» Provided records
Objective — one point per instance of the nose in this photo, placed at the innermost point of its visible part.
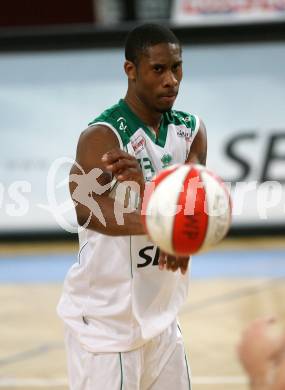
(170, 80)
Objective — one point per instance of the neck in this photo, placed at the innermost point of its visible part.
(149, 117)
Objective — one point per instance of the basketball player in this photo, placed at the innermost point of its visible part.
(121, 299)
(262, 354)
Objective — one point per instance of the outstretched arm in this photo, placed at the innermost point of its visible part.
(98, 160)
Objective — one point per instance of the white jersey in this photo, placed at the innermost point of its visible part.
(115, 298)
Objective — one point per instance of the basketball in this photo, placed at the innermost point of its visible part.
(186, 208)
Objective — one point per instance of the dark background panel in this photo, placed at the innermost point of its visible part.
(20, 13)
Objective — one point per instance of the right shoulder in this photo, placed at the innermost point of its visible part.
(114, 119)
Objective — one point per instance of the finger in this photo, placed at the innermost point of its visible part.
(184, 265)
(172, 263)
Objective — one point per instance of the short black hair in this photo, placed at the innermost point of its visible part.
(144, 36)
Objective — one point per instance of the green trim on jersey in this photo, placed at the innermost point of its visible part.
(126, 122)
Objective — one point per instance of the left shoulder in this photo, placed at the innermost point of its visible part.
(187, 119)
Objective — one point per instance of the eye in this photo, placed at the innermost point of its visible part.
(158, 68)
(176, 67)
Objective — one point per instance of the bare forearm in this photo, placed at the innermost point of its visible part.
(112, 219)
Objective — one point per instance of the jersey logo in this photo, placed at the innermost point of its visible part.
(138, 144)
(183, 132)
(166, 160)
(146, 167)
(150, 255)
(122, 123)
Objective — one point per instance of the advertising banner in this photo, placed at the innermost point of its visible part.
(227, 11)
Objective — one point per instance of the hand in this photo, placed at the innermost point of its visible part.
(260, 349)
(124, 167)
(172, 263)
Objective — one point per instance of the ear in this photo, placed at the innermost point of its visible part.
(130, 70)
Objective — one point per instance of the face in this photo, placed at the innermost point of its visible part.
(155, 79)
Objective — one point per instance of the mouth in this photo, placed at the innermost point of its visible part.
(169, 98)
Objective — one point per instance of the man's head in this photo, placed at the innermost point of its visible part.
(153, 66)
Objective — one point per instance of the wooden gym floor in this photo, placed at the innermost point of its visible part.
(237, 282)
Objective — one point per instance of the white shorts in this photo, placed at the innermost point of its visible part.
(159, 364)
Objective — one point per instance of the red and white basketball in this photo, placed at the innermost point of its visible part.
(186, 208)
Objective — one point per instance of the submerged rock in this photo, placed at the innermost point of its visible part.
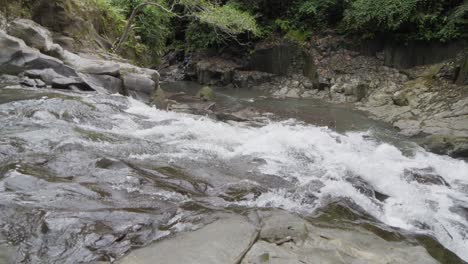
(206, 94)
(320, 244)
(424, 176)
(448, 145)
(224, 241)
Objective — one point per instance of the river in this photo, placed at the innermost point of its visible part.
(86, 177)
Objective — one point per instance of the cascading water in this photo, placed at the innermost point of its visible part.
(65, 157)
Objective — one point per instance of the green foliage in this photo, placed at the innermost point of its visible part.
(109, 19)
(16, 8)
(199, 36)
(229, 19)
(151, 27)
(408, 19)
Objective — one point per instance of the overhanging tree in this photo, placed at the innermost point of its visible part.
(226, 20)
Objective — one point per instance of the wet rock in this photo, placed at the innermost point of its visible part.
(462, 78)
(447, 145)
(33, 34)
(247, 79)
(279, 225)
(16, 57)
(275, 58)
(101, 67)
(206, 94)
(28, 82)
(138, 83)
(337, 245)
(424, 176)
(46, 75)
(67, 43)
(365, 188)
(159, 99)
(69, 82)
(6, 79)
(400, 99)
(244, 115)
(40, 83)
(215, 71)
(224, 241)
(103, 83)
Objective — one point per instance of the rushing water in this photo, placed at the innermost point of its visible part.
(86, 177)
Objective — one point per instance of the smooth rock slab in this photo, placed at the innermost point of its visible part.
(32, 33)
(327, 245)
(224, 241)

» What to produce
Return an exact transcription of the entries above, excluding each image.

» Solution for this task
Objective — one point per instance of the nose in this photo, placed at the innermost point of its visible part.
(170, 80)
Objective — one point per instance of the neck in this photo, placed at the innermost point of its visible part.
(149, 117)
Objective — one point per instance of the basketball player in this photo, placed at the innermost point of its visible part.
(121, 299)
(262, 354)
Objective — one point per instance of the outstretched arm in this photo, placed at the innermost point of its visible part.
(98, 160)
Objective — one point per instance of the white jersey in this photo, placed at the innermost point of its visible part.
(115, 298)
Objective — one point per instance of the basketball in this photo, placed at the innermost point of its visible part.
(186, 208)
Objective — one point per instance of the dark background panel in this photo, placed at the innermost point of its visible part.
(20, 13)
Objective — one point per instance of the right shoulder in this photo, placed at the innermost point of its visible part.
(114, 119)
Objective — one point per instance of the finger in this photo, placed at the innermost point of its visible part.
(184, 265)
(172, 263)
Objective — one point per instance of the short black hair in this photo, placed at the innermost point of its visible part.
(144, 36)
Objective — one point per instance of the green trim on jersey in this photo, placed at the innermost point of its visible part.
(126, 122)
Objective — one point per instance of the left shoulder in this photo, placed at the innermost point of its visible part.
(187, 119)
Objective — one point per instance of the eye in this photo, placed at the innermost point of its visible part.
(158, 68)
(176, 67)
Objective — one point per instance of the bare forearm in this photo, placed at the innermost point of its visible part.
(112, 219)
Objective — one point per instance of the jersey logo in this photo, placed at the innermost point of its visible part.
(138, 144)
(183, 132)
(166, 160)
(146, 167)
(150, 255)
(122, 123)
Objective — one point per instance of the advertising banner in this photo, placed at the innermost point of its visible part.
(227, 11)
Objective — one point per instance of the hand in this photo, placed at the innermost point of its visible part.
(260, 349)
(124, 167)
(172, 263)
Objective — one point per instance of the ear in this photo, placed at the innermost point of its visible part.
(130, 70)
Objective — one point per instance of the face in this photo, placed at the innermost point of its visible part.
(155, 79)
Objective — one point per instance of the mouth in this photo, placed at the innermost point of its visible part.
(169, 98)
Objective — one point per instance of the man's head in this photo, placed at the innermost point of its visible part.
(153, 66)
Objective — one point per instance of the wooden gym floor in this photo, placed at the innermost point of its visible part.
(237, 282)
Objective — one point per instance of the white shorts in this photo, placed at the innermost point of its visible part.
(159, 364)
Objective — one point per instance of the red and white basketball in this photo, placed at the innermost point of its visible part.
(186, 208)
Objective — one point per instance of the submerged rock in this photo, placed at the innermost point of its visible part.
(206, 94)
(320, 244)
(424, 176)
(448, 145)
(224, 241)
Objective — one point per instance of the river in this photo, placed at the innermost point of its visible part.
(86, 177)
Objective — one point per instance of the cascading water in this photo, placed at the innermost point of its visible part.
(65, 157)
Objective — one point per instance of the green foliage in this photo, placed at the innermost point of its visible part.
(109, 19)
(16, 8)
(199, 36)
(229, 19)
(151, 27)
(408, 19)
Objective — one point per instance of the overhanging tree in this photo, placed at the innermost point of its visible part.
(226, 20)
Objective — one point per instance of the wet rock in this photo, placed at the innermost point of its visible part.
(462, 78)
(447, 145)
(33, 34)
(247, 79)
(279, 225)
(16, 57)
(275, 58)
(101, 67)
(206, 94)
(28, 82)
(138, 83)
(337, 245)
(424, 176)
(46, 75)
(67, 43)
(365, 188)
(159, 99)
(69, 82)
(6, 79)
(400, 99)
(244, 115)
(40, 83)
(215, 71)
(224, 241)
(103, 83)
Objective — one point per instance of the rushing water in this photo, placed at the innermost point of its visible part.
(86, 177)
Objective — one point per instance of the smooth rock slab in this photo, placed at the innermost point of its visible part.
(32, 33)
(327, 245)
(224, 241)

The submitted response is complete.